→ **EXERCISE DATA**:
********

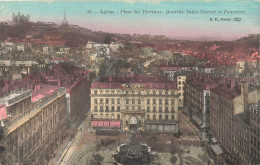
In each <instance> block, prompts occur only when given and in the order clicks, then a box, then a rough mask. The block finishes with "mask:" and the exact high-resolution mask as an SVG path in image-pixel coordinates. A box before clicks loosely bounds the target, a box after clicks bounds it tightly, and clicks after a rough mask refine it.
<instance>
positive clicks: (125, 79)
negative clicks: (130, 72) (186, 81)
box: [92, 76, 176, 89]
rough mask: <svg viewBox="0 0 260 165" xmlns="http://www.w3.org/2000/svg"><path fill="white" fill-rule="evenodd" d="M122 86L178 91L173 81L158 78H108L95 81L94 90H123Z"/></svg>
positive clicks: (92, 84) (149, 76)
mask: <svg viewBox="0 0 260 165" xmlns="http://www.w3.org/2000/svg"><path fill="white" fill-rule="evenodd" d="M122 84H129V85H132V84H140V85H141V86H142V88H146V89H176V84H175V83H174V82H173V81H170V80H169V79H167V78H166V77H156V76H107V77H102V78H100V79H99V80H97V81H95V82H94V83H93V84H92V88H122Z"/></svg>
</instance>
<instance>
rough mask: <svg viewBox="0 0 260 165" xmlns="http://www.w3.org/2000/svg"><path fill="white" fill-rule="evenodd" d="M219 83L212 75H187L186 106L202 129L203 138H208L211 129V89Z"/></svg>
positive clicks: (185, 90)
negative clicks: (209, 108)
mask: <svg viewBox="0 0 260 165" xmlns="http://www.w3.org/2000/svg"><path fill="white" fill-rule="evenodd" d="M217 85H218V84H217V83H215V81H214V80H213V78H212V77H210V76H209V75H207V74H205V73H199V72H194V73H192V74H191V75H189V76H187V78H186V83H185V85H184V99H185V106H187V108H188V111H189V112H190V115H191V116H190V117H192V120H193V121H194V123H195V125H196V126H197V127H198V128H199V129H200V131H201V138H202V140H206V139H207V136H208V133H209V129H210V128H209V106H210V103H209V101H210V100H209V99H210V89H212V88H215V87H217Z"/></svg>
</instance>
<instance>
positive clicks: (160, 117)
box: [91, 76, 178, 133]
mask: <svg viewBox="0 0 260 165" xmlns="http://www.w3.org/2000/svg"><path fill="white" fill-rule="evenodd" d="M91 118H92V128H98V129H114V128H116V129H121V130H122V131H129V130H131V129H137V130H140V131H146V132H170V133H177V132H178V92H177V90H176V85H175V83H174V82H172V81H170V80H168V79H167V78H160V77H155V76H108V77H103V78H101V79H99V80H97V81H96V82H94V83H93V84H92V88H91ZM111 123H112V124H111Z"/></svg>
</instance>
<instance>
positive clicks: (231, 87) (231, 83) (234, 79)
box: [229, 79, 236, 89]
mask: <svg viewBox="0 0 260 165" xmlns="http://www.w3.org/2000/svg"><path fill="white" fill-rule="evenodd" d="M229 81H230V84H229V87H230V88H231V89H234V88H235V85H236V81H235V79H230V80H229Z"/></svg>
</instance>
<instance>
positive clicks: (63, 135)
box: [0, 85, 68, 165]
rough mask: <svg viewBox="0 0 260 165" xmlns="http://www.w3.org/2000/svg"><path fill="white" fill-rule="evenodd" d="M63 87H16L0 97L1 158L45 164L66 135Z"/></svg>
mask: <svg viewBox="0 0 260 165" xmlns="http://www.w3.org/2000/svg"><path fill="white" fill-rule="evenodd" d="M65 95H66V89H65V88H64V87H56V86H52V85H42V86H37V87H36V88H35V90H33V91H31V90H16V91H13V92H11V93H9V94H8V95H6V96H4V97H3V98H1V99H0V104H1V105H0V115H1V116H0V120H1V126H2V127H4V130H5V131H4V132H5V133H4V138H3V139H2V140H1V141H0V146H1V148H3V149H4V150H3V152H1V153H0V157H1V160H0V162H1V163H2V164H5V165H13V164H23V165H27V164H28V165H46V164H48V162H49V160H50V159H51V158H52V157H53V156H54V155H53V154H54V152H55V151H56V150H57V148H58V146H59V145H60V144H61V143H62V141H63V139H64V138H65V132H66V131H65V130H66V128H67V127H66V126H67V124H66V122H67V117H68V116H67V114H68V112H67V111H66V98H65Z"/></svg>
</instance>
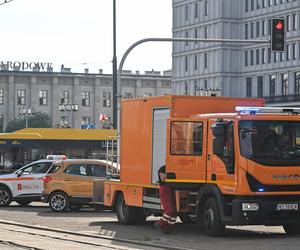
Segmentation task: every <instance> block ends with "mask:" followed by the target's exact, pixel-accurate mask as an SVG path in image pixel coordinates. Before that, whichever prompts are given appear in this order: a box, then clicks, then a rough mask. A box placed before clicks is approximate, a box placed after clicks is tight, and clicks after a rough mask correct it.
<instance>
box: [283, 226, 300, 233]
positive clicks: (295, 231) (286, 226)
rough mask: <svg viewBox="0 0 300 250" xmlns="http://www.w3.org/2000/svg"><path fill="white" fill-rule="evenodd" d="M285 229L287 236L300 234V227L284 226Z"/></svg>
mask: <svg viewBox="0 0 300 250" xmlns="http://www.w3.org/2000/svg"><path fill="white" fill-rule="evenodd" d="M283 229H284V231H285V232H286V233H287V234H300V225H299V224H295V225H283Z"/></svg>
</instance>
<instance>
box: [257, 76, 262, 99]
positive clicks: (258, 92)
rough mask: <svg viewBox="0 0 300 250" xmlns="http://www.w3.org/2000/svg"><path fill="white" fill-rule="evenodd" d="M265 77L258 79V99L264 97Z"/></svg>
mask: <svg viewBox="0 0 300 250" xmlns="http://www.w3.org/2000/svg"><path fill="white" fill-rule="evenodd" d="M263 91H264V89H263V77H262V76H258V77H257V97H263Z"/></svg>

********

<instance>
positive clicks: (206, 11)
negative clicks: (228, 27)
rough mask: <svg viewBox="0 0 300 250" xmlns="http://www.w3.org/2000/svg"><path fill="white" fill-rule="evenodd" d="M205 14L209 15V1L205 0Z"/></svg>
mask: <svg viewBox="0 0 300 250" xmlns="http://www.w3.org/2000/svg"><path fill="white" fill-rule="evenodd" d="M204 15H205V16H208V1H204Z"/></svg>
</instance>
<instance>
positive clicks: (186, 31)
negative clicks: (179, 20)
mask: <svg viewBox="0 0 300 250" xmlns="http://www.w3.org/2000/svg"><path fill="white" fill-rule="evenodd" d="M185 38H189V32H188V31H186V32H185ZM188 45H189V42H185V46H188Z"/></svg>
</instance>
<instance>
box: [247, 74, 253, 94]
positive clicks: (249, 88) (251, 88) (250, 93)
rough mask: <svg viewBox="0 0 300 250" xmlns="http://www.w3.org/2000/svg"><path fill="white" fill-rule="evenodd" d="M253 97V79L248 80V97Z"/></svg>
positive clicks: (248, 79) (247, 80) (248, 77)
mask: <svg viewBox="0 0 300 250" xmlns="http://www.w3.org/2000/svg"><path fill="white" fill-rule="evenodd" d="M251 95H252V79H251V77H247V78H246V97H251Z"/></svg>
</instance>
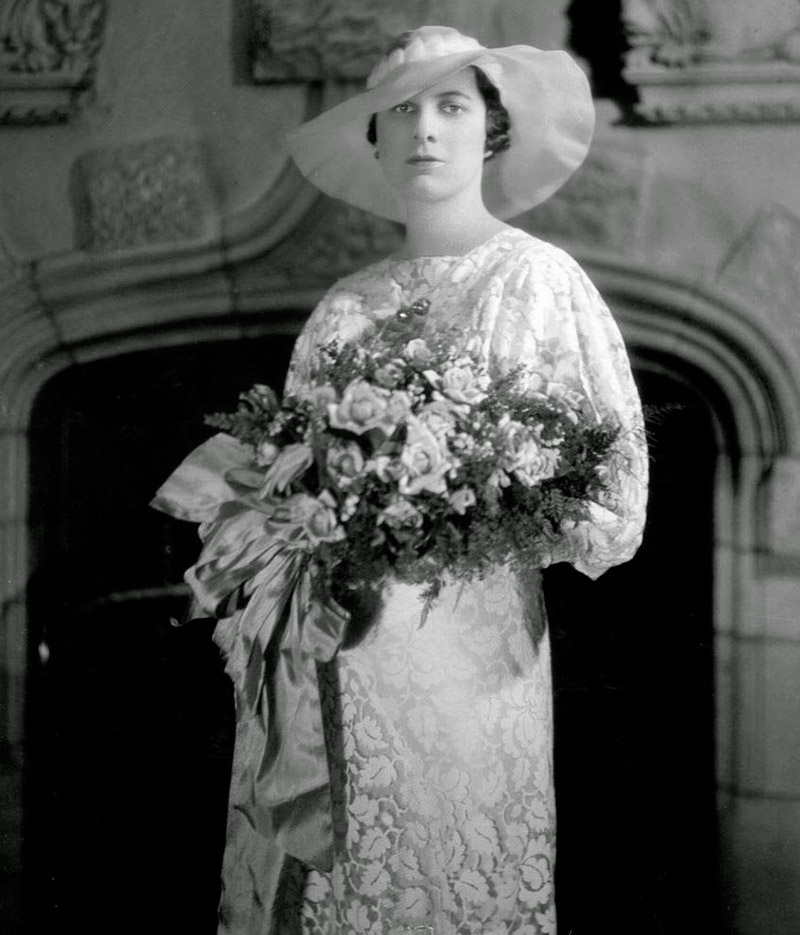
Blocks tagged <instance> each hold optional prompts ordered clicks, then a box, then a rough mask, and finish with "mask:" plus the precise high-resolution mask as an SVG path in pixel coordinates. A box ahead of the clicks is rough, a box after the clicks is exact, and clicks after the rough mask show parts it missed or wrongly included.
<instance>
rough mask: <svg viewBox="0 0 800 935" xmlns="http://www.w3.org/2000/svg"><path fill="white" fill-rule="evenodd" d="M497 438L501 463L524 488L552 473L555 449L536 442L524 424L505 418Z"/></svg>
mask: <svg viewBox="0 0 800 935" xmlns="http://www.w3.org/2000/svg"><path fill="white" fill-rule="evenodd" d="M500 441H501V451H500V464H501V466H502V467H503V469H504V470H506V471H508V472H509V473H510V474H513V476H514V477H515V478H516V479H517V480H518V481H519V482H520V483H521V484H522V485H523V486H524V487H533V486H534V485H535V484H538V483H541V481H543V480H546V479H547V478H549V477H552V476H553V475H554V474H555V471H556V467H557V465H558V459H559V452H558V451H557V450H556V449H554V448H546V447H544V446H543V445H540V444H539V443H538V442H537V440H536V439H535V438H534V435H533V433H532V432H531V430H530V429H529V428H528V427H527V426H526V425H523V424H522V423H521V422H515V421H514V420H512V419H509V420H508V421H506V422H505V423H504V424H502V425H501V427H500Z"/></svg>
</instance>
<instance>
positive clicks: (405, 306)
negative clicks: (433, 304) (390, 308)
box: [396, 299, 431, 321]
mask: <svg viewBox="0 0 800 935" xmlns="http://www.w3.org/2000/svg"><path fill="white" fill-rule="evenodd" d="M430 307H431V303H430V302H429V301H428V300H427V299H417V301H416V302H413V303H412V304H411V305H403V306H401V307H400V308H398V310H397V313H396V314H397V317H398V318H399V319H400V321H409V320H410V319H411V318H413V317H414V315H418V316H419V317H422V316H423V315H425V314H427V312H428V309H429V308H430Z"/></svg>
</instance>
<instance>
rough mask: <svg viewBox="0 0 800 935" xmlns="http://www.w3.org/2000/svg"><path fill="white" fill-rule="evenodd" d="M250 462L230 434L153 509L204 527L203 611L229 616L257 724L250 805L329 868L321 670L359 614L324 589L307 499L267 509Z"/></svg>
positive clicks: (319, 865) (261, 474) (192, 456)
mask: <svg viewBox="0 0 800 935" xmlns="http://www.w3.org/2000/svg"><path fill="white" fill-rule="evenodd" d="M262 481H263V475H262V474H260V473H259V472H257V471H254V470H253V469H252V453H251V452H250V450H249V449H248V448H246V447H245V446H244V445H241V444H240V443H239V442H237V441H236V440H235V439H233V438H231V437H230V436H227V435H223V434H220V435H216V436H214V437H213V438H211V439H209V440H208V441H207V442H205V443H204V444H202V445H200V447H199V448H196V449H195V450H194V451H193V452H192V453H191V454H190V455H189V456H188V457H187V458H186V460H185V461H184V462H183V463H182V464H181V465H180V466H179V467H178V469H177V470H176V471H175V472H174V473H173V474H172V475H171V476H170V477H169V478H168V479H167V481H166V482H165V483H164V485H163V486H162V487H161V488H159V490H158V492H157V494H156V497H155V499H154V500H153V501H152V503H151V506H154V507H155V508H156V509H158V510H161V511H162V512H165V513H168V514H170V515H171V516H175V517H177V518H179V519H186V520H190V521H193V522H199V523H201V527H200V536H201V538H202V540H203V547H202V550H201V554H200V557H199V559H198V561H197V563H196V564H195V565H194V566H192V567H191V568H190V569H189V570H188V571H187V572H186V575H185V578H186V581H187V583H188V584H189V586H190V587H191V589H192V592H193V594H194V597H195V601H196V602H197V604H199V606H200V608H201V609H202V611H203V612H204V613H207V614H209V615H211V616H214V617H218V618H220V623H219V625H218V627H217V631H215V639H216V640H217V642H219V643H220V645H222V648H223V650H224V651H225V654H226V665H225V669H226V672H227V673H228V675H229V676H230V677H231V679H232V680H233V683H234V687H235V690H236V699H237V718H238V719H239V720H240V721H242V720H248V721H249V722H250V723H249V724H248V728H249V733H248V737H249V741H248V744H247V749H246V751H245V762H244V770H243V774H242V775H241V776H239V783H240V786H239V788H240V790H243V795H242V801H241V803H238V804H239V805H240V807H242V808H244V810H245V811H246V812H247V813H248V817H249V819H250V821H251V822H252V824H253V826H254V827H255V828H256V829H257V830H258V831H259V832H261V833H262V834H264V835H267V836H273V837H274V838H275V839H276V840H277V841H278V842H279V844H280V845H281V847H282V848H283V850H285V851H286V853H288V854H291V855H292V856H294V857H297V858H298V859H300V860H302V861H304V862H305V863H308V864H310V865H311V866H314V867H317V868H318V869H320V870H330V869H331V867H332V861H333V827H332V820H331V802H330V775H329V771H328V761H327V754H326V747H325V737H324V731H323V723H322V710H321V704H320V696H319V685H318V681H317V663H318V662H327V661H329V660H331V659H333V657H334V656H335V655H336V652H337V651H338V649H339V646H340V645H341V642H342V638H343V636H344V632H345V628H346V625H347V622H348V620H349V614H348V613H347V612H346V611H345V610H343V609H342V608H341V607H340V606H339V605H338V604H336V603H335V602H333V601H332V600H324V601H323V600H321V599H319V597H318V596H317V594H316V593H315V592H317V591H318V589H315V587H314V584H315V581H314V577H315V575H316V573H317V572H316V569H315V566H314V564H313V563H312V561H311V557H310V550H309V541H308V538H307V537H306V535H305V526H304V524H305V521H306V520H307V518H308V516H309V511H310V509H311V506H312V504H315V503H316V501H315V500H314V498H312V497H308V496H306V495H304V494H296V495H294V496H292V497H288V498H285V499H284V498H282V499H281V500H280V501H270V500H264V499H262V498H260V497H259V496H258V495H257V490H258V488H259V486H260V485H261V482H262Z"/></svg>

********

→ **EXERCISE PROMPT**:
Rewrite the records as a Markdown table with the columns "Row" and "Line", one numbered row per line and blank lines left out. Begin at the line that contains "In each <instance>" and stop after the line that contains "positive clicks: (185, 90)".

→ **RESPONSE BELOW**:
| Row | Line |
|---|---|
| 1 | In each <instance> block, prompts occur only when given and in the order clicks, then a box, then a rough mask. The block finishes with "mask:" and the exact high-resolution mask as an SVG path in image-pixel coordinates. A box before clicks loosely bounds the target, a box after clicks bounds it tightly, and clicks after a rough mask refine it. |
| 2 | <instance> |
| 3 | positive clicks: (125, 79) |
| 4 | negative clicks: (130, 72) (186, 81) |
| 5 | box: [92, 76, 176, 89] |
| 6 | rough mask: <svg viewBox="0 0 260 165" xmlns="http://www.w3.org/2000/svg"><path fill="white" fill-rule="evenodd" d="M122 86L178 91L173 81L158 78H108L95 81L94 90H123Z"/></svg> |
| 7 | positive clicks: (92, 84) (149, 76) |
| 8 | mask: <svg viewBox="0 0 260 165" xmlns="http://www.w3.org/2000/svg"><path fill="white" fill-rule="evenodd" d="M122 84H129V85H132V84H140V85H141V86H142V88H146V89H176V84H175V83H174V82H173V81H170V80H169V79H167V78H166V77H156V76H107V77H102V78H100V79H99V80H97V81H95V82H94V83H93V84H92V88H122Z"/></svg> |
| 9 | </instance> |
| 10 | <instance> |
| 11 | rough mask: <svg viewBox="0 0 260 165" xmlns="http://www.w3.org/2000/svg"><path fill="white" fill-rule="evenodd" d="M219 83L212 75H187L186 106L202 129L203 138H208L211 129V89Z"/></svg> |
| 12 | positive clicks: (185, 90) |